■ What you need to do ■
- a) Answer these from the article on the suspected hantavirus case in New York:
(i) How many people did hantavirus kill on the cruise ship?
(ii) Which type of hantavirus is the only one known to spread between humans?
(iii) Where was the sample from the high school student sent for confirmation?
- b) Extend the article on the suspected hantavirus case in New York by continuing from the last sentence shown.

Text under study Block Start

Did you see a tweet from Polymarket that a suspected hantavirus case has been reported involving a high school student in New York? It’s technically true. But there’s more to the story and no reason for Americans to freak out about this particular case.
Many people around the world are on edge after hantavirus infected at least 11 people on a cruise ship, killing three. American passengers returned to the U.S. this week and are currently at a quarantine facility at the University of Nebraska Medical Center where they’ll be monitored for over a month, according to NPR.
The people aboard the MV Hondius who have tested positive for hantavirus all have the Andes virus, which is the only type of hantavirus known to be transmissible between humans. The more common forms of hantavirus all need to be contracted through direct contact with rodents. And that’s what appears to have happened in New York.
Kate Ott, public health director in Ontario County, New York, told ABC 13 that the suspected case of hantavirus in that area is someone who has been sick for a few weeks and is experiencing fatigue, achiness, and lethargy. The case is considered mild and it has no known connection to the cruise ship that everyone is concerned about.
“The hantavirus that occurs in the U.S. is not spread person to person,” Ott said, according to ABC 13. “It is spread between mice and humans. If I have it and I sneeze on you, you’re not going to get it.” Ott says a sample from the high school student has been sent to the CDC for confirmation.
The world is naturally on edge about the emergence of hantavirus as something that can spread person-to-person, since we can all remember the Covid-19 pandemic that started in 2020. But there are a number of different reasons that health experts are less concerned about hantavirus. For starters, it’s not a novel virus. It’s rare, but there’s no evidence that this is something genuinely new, as was the case with Covid-19.

Text under study Block End
Data segment Block Start

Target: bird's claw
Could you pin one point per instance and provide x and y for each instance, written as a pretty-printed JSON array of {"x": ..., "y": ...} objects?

Data segment Block End

■ Written responses ■
- a)
(i) Three.
(ii) The Andes virus.
(iii) To the CDC.

- b)
Health experts also claim that the Andes virus is difficult to contract from another person, requiring close contact and transmission of droplets. But there are questions about how so many people on the ship were able to get hantavirus seemingly without direct contact. We don’t have solid answers for that yet.
Perversely, one thing that humanity may benefit from in this case is the high lethality of hantavirus. When you have a virus that kills quickly, it’s difficult for the virus to spread. Covid-19 could be mild enough in some people that it was able to spread far and wide, making people feel ill but not necessarily killing them. The most vulnerable people in society obviously paid a price for that, since the death toll globally from Covid is believed to be around 18 million, according to the Lancet.
Whatever you think about the likelihood of another pandemic (and, again, health experts say it’s unlikely here) it’s probably best to ignore whatever the Polymarket account on X is spreading. For whatever reason, Polymarket spreads some of the most sensationalist garbage on social media, which is doing nothing for the credibility of prediction markets.
Then again, Polymarket clearly has an incentive to confuse the internet about what’s going on. They need people to be betting on the least likely outcome in order to sell the dream of making it rich. The simple fact is that most people betting on prediction markets lose money, according to CNBC.